[MATERIAL SHOWN — start]

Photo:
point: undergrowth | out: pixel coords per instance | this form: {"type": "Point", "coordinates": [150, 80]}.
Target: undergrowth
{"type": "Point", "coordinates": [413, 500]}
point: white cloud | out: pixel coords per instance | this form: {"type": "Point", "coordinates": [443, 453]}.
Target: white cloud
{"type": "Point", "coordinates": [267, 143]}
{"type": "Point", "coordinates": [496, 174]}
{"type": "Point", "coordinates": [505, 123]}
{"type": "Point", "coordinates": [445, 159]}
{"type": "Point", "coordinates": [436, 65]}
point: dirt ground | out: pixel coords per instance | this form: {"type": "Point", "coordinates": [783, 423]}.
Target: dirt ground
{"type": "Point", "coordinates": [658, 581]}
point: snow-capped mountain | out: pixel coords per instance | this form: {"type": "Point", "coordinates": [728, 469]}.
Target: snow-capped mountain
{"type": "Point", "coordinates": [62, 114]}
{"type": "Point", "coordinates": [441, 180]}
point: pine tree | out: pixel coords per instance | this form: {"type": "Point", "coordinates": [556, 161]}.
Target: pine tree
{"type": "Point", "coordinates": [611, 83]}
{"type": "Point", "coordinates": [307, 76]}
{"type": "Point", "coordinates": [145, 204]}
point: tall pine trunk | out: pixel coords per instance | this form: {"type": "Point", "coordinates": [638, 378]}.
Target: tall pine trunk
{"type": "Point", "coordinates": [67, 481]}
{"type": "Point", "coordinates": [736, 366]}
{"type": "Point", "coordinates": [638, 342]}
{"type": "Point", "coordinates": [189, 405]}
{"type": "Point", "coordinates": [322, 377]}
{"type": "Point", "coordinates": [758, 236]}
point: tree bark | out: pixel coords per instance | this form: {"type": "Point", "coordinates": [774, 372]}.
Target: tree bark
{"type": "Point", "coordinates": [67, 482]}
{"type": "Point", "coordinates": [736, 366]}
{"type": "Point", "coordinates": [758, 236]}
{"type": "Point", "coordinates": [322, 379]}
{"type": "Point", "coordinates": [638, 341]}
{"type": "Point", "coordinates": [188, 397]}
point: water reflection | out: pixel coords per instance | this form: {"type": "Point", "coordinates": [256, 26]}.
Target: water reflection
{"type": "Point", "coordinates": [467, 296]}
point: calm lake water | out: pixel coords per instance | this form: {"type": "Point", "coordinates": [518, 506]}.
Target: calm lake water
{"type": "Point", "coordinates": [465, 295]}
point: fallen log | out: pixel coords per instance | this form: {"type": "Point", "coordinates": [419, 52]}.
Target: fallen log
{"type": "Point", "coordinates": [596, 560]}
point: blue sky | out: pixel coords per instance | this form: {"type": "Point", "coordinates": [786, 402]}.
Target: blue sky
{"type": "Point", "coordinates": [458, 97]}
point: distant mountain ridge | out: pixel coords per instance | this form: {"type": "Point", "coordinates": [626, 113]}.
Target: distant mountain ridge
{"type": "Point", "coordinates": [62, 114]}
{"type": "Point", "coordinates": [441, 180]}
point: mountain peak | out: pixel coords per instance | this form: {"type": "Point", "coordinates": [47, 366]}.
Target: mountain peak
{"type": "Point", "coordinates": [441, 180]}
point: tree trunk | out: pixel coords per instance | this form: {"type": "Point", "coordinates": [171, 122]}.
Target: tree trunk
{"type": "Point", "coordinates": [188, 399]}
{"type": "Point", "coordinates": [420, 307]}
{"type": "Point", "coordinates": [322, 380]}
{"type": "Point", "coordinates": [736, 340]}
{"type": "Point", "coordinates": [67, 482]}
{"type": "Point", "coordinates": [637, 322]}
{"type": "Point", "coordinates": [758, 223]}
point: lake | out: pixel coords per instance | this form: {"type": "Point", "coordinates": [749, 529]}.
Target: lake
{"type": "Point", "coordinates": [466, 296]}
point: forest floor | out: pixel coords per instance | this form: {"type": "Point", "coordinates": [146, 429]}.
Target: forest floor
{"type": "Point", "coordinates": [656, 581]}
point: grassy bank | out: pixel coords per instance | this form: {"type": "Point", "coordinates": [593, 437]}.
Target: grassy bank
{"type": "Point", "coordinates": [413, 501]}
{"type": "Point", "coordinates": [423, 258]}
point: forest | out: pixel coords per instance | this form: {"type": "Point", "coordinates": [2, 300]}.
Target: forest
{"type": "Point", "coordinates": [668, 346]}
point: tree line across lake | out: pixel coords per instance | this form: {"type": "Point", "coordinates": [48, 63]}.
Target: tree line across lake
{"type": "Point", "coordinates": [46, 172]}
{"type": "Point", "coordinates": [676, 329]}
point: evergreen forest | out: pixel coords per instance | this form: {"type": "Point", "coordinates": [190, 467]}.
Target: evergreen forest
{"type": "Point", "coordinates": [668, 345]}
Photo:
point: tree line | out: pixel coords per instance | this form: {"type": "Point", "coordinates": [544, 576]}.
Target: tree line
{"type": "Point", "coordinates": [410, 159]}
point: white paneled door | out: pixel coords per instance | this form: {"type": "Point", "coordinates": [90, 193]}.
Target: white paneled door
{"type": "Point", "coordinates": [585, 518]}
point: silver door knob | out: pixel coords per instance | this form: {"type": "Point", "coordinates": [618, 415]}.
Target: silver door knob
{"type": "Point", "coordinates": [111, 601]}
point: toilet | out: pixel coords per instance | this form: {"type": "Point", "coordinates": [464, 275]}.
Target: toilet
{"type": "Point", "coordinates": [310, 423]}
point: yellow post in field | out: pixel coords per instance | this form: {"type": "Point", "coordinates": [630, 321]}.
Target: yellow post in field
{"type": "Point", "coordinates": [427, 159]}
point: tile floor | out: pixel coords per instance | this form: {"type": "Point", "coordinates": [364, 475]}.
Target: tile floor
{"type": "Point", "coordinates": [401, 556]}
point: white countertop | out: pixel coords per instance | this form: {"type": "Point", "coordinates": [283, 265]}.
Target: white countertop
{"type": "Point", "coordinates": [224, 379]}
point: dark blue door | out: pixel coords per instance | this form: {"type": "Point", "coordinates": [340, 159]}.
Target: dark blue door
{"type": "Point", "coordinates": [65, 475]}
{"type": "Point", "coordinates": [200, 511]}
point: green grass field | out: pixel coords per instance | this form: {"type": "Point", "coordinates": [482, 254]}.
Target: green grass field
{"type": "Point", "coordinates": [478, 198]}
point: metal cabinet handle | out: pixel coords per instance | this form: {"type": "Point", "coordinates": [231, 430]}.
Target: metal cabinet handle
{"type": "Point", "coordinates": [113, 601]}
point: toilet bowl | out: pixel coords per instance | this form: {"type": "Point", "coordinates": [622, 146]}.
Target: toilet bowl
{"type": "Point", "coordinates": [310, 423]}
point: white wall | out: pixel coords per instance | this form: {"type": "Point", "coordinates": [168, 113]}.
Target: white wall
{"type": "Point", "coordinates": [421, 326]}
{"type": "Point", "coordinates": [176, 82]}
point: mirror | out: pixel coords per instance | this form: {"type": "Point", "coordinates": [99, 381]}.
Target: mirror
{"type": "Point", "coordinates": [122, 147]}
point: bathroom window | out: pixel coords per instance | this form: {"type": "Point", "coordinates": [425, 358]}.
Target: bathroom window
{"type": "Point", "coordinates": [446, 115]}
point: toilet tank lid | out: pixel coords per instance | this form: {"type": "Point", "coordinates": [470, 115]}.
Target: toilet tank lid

[MATERIAL SHOWN — finish]

Reproduce all of the material above without alteration.

Photo:
point: undergrowth | out: pixel coords per instance | this form: {"type": "Point", "coordinates": [150, 80]}.
Target: undergrowth
{"type": "Point", "coordinates": [413, 500]}
point: white cloud | out: pixel coords per instance | this form: {"type": "Point", "coordinates": [443, 453]}.
Target: white cloud
{"type": "Point", "coordinates": [267, 143]}
{"type": "Point", "coordinates": [496, 174]}
{"type": "Point", "coordinates": [505, 123]}
{"type": "Point", "coordinates": [445, 159]}
{"type": "Point", "coordinates": [436, 65]}
point: dirt ground | out: pixel coords per instance | this form: {"type": "Point", "coordinates": [783, 423]}.
Target: dirt ground
{"type": "Point", "coordinates": [658, 581]}
point: snow-capped mountain | out: pixel coords per instance | this form: {"type": "Point", "coordinates": [728, 469]}.
Target: snow-capped mountain
{"type": "Point", "coordinates": [62, 114]}
{"type": "Point", "coordinates": [441, 180]}
point: pine tree | out: pixel coords per instance | this form: {"type": "Point", "coordinates": [556, 161]}.
Target: pine tree
{"type": "Point", "coordinates": [611, 83]}
{"type": "Point", "coordinates": [307, 76]}
{"type": "Point", "coordinates": [145, 204]}
point: tall pine trunk | out: pixel coords per instance | this form: {"type": "Point", "coordinates": [638, 378]}.
Target: tall pine trunk
{"type": "Point", "coordinates": [67, 481]}
{"type": "Point", "coordinates": [736, 366]}
{"type": "Point", "coordinates": [638, 342]}
{"type": "Point", "coordinates": [189, 405]}
{"type": "Point", "coordinates": [322, 377]}
{"type": "Point", "coordinates": [758, 236]}
point: tree bark | out: pixel coords per instance | this form: {"type": "Point", "coordinates": [774, 372]}.
Target: tree bark
{"type": "Point", "coordinates": [67, 482]}
{"type": "Point", "coordinates": [736, 366]}
{"type": "Point", "coordinates": [758, 236]}
{"type": "Point", "coordinates": [322, 379]}
{"type": "Point", "coordinates": [638, 341]}
{"type": "Point", "coordinates": [188, 397]}
point: water reflection | out: pixel coords per instance | this form: {"type": "Point", "coordinates": [256, 26]}.
Target: water reflection
{"type": "Point", "coordinates": [467, 296]}
point: calm lake water | out: pixel coords per instance | this form: {"type": "Point", "coordinates": [518, 506]}.
Target: calm lake water
{"type": "Point", "coordinates": [465, 295]}
point: fallen log | out: pixel coords per instance | this form: {"type": "Point", "coordinates": [419, 52]}.
Target: fallen log
{"type": "Point", "coordinates": [596, 560]}
point: blue sky | out: pixel coords per instance | this form: {"type": "Point", "coordinates": [786, 402]}.
Target: blue sky
{"type": "Point", "coordinates": [458, 97]}
point: distant mountain ridge | out: pixel coords per instance | this form: {"type": "Point", "coordinates": [626, 113]}.
Target: distant mountain ridge
{"type": "Point", "coordinates": [62, 114]}
{"type": "Point", "coordinates": [441, 180]}
point: mountain peak | out: pixel coords per instance | this form: {"type": "Point", "coordinates": [47, 366]}.
Target: mountain peak
{"type": "Point", "coordinates": [441, 180]}
point: tree trunk | out: pixel coords per instance | this form: {"type": "Point", "coordinates": [171, 122]}.
Target: tree trunk
{"type": "Point", "coordinates": [188, 399]}
{"type": "Point", "coordinates": [420, 307]}
{"type": "Point", "coordinates": [322, 380]}
{"type": "Point", "coordinates": [736, 340]}
{"type": "Point", "coordinates": [67, 482]}
{"type": "Point", "coordinates": [637, 322]}
{"type": "Point", "coordinates": [758, 223]}
point: lake | out: pixel coords per instance | this form: {"type": "Point", "coordinates": [749, 529]}.
Target: lake
{"type": "Point", "coordinates": [466, 296]}
point: forest floor | out: pixel coords per instance | this form: {"type": "Point", "coordinates": [146, 429]}.
Target: forest floor
{"type": "Point", "coordinates": [656, 581]}
point: grassy bank | out: pixel coords per instance | this form: {"type": "Point", "coordinates": [593, 437]}.
Target: grassy bank
{"type": "Point", "coordinates": [413, 501]}
{"type": "Point", "coordinates": [423, 258]}
point: forest | out: pixel coords per instance | this form: {"type": "Point", "coordinates": [2, 300]}.
Target: forest
{"type": "Point", "coordinates": [668, 346]}
point: tree line across lake | out: pixel coords per instance | this form: {"type": "Point", "coordinates": [48, 63]}.
Target: tree line across lake
{"type": "Point", "coordinates": [46, 172]}
{"type": "Point", "coordinates": [676, 329]}
point: evergreen forest | out: pixel coords per instance | this form: {"type": "Point", "coordinates": [190, 467]}.
Target: evergreen forest
{"type": "Point", "coordinates": [668, 345]}
Photo:
point: tree line | out: pixel coords per instance | this form: {"type": "Point", "coordinates": [544, 576]}.
Target: tree line
{"type": "Point", "coordinates": [410, 159]}
point: white paneled door | out: pixel coords per instance | this form: {"type": "Point", "coordinates": [90, 193]}.
Target: white paneled door
{"type": "Point", "coordinates": [585, 518]}
point: silver door knob | out: pixel coords per instance | this form: {"type": "Point", "coordinates": [618, 415]}.
Target: silver door knob
{"type": "Point", "coordinates": [111, 601]}
point: toilet | out: pixel coords per instance | this form: {"type": "Point", "coordinates": [464, 275]}.
Target: toilet
{"type": "Point", "coordinates": [310, 423]}
point: yellow post in field | out: pixel coords per instance | this form: {"type": "Point", "coordinates": [630, 321]}.
Target: yellow post in field
{"type": "Point", "coordinates": [427, 159]}
point: tile floor | out: pixel coords per instance | this form: {"type": "Point", "coordinates": [364, 475]}.
Target: tile floor
{"type": "Point", "coordinates": [401, 556]}
point: white countertop | out: pixel coords per instance | this form: {"type": "Point", "coordinates": [283, 265]}.
Target: white countertop
{"type": "Point", "coordinates": [224, 379]}
point: dark blue door | out: pixel coords per instance | this form: {"type": "Point", "coordinates": [340, 159]}.
Target: dark blue door
{"type": "Point", "coordinates": [65, 475]}
{"type": "Point", "coordinates": [200, 511]}
point: green grass field | out: pixel coords per instance | this form: {"type": "Point", "coordinates": [482, 254]}.
Target: green grass field
{"type": "Point", "coordinates": [478, 198]}
point: metal cabinet handle | out: pixel coords per instance | this form: {"type": "Point", "coordinates": [231, 430]}.
Target: metal cabinet handle
{"type": "Point", "coordinates": [113, 601]}
point: toilet bowl | out: pixel coords per instance | this form: {"type": "Point", "coordinates": [622, 146]}.
Target: toilet bowl
{"type": "Point", "coordinates": [310, 423]}
point: white wall | out: pixel coords per instance | this form: {"type": "Point", "coordinates": [168, 113]}.
Target: white wall
{"type": "Point", "coordinates": [421, 326]}
{"type": "Point", "coordinates": [176, 82]}
point: mirror | out: pixel coords per instance | this form: {"type": "Point", "coordinates": [99, 381]}.
Target: mirror
{"type": "Point", "coordinates": [122, 147]}
point: bathroom window | out: pixel coords per instance | this form: {"type": "Point", "coordinates": [425, 358]}.
Target: bathroom window
{"type": "Point", "coordinates": [446, 115]}
point: toilet tank lid | out: pixel coords per instance | this form: {"type": "Point", "coordinates": [470, 115]}.
Target: toilet tank lid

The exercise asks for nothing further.